Start of Records provided

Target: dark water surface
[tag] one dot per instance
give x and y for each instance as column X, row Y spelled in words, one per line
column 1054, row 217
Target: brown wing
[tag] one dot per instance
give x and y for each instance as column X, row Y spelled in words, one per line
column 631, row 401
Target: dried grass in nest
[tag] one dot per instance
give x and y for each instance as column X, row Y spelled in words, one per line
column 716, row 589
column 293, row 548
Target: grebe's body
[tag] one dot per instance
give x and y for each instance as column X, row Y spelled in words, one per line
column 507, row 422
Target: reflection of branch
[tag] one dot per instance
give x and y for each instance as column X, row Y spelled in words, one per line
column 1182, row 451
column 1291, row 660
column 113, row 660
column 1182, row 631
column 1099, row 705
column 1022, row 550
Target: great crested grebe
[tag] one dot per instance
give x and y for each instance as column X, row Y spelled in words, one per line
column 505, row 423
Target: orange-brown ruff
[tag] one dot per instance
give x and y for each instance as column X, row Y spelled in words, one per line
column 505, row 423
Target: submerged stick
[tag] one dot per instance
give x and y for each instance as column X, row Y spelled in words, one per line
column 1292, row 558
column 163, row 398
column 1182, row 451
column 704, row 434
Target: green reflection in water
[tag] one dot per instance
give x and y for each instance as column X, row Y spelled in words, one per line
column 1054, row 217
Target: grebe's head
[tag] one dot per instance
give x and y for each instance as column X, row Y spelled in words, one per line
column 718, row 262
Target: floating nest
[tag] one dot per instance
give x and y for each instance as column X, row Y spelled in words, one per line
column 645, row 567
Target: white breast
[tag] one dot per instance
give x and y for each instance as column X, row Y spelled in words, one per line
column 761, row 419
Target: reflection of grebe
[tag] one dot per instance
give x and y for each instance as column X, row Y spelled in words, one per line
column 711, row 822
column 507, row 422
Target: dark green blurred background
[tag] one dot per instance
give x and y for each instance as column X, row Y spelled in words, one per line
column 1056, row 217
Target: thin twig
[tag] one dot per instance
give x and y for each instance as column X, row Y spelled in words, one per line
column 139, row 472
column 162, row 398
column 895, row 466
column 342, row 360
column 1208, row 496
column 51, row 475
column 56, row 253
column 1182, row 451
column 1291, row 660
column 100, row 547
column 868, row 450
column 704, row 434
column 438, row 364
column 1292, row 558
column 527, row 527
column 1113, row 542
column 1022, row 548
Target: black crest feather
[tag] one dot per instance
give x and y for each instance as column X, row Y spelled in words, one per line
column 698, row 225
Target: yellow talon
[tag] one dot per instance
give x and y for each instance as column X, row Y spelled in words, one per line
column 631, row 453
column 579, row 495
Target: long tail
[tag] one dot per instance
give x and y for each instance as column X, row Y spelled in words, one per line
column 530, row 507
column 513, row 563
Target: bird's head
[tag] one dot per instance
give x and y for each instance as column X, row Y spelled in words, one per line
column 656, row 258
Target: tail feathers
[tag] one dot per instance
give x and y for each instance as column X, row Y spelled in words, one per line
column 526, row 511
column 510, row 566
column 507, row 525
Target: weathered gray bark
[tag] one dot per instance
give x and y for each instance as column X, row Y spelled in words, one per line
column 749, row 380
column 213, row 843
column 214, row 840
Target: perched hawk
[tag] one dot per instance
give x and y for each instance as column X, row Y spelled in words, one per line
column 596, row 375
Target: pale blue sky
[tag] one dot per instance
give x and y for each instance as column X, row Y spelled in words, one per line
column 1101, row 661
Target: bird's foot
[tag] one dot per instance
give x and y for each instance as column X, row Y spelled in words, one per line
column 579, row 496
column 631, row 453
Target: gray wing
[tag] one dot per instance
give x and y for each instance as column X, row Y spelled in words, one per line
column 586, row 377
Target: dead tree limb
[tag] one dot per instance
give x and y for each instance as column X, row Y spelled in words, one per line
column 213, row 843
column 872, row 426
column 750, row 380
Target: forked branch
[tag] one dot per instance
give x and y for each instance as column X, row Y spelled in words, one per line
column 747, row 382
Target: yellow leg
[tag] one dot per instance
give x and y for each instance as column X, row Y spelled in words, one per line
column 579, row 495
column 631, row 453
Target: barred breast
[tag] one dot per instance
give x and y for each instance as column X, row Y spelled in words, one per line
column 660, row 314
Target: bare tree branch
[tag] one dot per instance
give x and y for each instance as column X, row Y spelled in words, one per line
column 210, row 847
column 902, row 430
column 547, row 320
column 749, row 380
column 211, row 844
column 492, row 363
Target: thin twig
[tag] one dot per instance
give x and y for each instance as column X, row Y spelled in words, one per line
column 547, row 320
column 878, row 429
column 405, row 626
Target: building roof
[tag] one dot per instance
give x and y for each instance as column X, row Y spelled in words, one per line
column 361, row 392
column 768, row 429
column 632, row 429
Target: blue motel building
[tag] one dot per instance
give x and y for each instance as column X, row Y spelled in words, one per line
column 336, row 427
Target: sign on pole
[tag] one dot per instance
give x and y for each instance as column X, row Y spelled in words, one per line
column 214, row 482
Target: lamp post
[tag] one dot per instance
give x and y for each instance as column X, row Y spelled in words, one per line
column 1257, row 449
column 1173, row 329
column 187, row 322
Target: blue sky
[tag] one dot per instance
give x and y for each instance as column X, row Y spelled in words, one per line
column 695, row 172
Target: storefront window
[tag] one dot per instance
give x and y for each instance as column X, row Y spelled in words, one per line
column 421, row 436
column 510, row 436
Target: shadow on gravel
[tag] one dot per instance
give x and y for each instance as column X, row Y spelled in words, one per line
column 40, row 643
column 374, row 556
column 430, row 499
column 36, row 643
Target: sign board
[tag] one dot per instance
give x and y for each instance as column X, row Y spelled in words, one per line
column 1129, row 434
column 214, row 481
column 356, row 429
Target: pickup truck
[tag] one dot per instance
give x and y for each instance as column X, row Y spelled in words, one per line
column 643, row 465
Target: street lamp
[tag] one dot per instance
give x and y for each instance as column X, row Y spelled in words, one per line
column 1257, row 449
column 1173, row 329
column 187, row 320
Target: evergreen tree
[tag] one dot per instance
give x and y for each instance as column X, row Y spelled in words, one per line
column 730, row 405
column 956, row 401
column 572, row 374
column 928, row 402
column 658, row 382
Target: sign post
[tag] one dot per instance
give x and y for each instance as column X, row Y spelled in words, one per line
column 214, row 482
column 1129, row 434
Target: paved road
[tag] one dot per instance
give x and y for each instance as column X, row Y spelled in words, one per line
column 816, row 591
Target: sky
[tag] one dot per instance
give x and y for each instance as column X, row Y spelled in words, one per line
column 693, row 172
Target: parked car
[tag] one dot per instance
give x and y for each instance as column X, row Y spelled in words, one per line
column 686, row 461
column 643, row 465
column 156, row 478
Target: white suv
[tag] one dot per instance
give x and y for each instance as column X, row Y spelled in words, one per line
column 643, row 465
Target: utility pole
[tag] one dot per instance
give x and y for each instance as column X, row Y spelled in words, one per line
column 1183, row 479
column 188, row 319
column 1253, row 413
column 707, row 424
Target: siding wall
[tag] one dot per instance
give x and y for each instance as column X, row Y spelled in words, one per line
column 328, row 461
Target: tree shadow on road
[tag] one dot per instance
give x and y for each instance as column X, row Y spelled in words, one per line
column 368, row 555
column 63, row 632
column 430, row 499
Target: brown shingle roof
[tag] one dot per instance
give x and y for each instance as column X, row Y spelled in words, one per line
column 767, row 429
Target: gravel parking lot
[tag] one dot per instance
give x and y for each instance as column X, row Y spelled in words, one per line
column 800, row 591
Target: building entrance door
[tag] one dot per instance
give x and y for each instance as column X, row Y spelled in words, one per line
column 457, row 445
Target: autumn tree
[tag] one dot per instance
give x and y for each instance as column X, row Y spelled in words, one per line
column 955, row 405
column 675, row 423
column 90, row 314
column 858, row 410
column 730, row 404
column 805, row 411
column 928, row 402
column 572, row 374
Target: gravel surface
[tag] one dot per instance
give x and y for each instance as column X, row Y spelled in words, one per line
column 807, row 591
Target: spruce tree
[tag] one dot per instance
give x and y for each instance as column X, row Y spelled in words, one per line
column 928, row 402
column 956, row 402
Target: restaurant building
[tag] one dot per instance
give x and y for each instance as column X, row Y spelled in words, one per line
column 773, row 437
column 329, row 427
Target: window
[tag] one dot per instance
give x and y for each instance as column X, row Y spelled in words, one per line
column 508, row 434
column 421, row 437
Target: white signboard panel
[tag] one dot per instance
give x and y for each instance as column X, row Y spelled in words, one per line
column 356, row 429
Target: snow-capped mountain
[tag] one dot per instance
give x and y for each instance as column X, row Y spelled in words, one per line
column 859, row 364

End of Records provided

All lines from the opening of the records through the line where "Target: dried grass in nest" occurs are to be output verbatim. No other line belongs in the answer.

(Exercise output)
Target: dark water surface
[tag] one dot per instance
give x and y for each instance as column X, row Y spelled in words, one per line
column 1054, row 217
Target: brown wing
[tag] one dot per instance
give x and y for each instance as column X, row Y spelled in words, one per line
column 631, row 401
Target: dried grass in nest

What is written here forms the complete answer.